MATERIAL TO PROCESS |
######

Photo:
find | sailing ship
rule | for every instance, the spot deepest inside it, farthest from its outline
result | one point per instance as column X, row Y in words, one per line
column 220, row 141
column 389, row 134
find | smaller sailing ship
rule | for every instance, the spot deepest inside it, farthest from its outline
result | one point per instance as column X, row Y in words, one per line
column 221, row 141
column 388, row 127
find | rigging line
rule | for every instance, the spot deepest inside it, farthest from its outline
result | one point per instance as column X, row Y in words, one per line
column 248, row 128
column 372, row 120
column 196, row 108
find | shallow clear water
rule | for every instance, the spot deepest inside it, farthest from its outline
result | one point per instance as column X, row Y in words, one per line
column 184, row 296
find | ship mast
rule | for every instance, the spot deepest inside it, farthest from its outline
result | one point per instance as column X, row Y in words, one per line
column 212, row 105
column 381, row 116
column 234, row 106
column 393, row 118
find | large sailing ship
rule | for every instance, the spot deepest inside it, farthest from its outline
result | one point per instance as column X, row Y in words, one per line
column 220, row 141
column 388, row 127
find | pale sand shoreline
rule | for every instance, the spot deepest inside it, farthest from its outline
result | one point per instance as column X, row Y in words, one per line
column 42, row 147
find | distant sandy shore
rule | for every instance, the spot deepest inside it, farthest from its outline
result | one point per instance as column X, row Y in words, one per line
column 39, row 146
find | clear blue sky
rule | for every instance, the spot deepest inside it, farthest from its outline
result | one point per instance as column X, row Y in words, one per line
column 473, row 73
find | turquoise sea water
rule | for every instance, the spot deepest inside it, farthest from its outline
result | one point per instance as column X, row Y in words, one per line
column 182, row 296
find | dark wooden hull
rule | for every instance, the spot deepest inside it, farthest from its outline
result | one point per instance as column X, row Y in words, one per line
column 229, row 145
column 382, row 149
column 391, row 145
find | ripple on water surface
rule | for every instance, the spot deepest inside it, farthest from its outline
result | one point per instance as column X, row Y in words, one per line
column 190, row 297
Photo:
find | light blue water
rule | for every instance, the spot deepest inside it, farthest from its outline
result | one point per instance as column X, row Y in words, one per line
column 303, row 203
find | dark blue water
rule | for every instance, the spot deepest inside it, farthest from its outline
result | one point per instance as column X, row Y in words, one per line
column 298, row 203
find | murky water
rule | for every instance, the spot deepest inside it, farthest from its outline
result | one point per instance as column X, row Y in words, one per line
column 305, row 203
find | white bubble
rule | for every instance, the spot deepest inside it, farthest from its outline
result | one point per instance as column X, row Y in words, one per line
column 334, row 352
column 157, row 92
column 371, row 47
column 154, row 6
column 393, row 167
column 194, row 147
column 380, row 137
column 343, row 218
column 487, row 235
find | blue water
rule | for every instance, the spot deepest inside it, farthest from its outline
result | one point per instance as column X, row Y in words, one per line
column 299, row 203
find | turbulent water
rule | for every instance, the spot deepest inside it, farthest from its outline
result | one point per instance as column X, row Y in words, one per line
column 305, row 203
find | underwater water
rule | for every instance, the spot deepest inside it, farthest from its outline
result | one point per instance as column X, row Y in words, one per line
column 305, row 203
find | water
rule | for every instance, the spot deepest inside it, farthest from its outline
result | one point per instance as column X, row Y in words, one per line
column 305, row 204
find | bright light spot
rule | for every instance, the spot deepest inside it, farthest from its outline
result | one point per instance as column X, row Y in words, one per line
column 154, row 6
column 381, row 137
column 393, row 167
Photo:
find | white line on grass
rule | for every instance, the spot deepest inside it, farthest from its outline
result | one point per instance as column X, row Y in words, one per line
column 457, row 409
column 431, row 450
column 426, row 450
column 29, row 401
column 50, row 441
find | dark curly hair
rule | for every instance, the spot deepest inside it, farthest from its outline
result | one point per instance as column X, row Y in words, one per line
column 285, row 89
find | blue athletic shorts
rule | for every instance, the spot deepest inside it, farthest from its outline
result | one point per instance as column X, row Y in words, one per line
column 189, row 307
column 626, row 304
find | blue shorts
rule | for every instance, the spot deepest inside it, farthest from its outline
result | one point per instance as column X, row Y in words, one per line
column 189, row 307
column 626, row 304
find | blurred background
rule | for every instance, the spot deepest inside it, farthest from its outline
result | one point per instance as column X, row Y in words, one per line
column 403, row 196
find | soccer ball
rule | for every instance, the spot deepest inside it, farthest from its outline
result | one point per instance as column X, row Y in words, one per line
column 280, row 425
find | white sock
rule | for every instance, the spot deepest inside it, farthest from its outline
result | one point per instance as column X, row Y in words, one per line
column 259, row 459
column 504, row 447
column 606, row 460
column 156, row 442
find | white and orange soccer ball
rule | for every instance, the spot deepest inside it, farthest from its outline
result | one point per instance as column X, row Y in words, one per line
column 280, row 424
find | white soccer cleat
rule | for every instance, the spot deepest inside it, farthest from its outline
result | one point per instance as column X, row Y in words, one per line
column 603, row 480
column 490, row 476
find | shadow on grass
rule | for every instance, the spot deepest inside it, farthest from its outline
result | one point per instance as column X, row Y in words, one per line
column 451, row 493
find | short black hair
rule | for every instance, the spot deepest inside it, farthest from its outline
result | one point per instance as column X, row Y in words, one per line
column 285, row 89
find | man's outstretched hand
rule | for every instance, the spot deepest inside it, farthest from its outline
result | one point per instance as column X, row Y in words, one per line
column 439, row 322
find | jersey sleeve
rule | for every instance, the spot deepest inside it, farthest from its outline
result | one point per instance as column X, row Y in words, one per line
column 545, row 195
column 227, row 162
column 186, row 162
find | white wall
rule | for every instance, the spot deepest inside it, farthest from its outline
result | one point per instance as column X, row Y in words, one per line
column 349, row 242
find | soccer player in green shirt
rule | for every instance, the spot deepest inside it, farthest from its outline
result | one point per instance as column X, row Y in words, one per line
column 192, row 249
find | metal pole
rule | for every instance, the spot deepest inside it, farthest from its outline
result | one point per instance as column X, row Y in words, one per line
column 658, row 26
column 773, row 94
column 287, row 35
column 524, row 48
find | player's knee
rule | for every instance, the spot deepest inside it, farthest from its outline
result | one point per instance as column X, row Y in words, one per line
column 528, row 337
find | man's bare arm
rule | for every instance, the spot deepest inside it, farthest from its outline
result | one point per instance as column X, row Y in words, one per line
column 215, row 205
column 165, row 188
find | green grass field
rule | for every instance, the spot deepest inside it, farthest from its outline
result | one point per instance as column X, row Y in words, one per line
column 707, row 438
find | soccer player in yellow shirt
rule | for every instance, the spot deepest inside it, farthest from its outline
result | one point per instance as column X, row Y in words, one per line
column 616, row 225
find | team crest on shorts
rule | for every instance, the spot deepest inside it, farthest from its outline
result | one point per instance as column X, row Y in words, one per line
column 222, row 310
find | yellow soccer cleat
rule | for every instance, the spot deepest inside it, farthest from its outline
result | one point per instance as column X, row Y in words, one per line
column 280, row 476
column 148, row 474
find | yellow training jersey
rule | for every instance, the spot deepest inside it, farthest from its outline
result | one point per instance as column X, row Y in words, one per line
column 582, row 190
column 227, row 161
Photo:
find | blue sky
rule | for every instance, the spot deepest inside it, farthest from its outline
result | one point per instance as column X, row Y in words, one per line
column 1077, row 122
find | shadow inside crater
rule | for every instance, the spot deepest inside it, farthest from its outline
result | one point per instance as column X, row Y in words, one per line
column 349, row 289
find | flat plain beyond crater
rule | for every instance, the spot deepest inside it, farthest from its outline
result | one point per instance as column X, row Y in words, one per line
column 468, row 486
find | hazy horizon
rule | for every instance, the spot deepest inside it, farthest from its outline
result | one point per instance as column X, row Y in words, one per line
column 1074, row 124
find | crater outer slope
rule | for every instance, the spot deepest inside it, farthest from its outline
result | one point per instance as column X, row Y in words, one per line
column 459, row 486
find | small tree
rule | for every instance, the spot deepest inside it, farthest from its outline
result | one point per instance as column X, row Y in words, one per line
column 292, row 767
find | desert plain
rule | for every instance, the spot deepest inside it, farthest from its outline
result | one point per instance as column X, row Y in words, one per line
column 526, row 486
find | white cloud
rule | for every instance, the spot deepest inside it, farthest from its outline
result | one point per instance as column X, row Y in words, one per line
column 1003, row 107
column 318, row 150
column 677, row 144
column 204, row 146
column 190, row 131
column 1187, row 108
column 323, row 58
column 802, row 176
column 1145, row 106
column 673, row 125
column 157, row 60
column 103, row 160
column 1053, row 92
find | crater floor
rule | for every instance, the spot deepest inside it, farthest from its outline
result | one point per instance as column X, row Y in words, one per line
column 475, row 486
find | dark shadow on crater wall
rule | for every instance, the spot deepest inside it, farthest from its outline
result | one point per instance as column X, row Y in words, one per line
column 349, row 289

######

EXERCISE | Reproduce without any change the part of the records that opens with the line containing "find | soccer player in yellow shirt" and closes with the line containing "column 292, row 767", including both of those lines.

IN RESPONSE |
find | soccer player in yellow shirt
rule | for every instance, the spot deepest inside it, farthest from its outline
result | one point per instance as column X, row Y in words, one per line
column 616, row 225
find | team crest on shorts
rule | for every instance, the spot deepest inside it, farthest from its outline
result | one point per instance as column X, row Y in words, one per line
column 222, row 310
find | yellow soccer cleat
rule | for every instance, the spot deepest inside it, farthest from its outline
result | one point per instance as column X, row Y in words, one per line
column 280, row 476
column 148, row 474
find | yellow training jersey
rule | for every instance, the spot deepest inside it, farthest from its outline
result | one point per instance as column X, row Y in words, one per line
column 582, row 190
column 227, row 161
Photo:
find | blue sky
rule | for every instance, the spot deepest inside it, farthest from its outline
result | one point per instance as column X, row Y in words, one per line
column 1077, row 122
find | shadow inside crater
rule | for every instance, the spot deepest inside it, farthest from its outline
result | one point per instance as column X, row Y in words, one per line
column 349, row 289
find | flat plain beyond crater
rule | for every instance, the spot deepest inside it, farthest from its outline
result | one point per instance as column X, row Y in words, one per line
column 468, row 486
find | hazy horizon
rule | for every instance, the spot deepest inside it, farthest from its outline
result | one point per instance as column X, row Y in words, one per line
column 1074, row 124
find | crater outer slope
rule | for every instance, the spot deepest inside it, farthest from its outline
result | one point per instance as column X, row Y in words, one per line
column 459, row 486
find | small tree
rule | for every instance, the spot deepest inside it, farthest from its outline
result | one point per instance as column X, row Y in words, one per line
column 292, row 767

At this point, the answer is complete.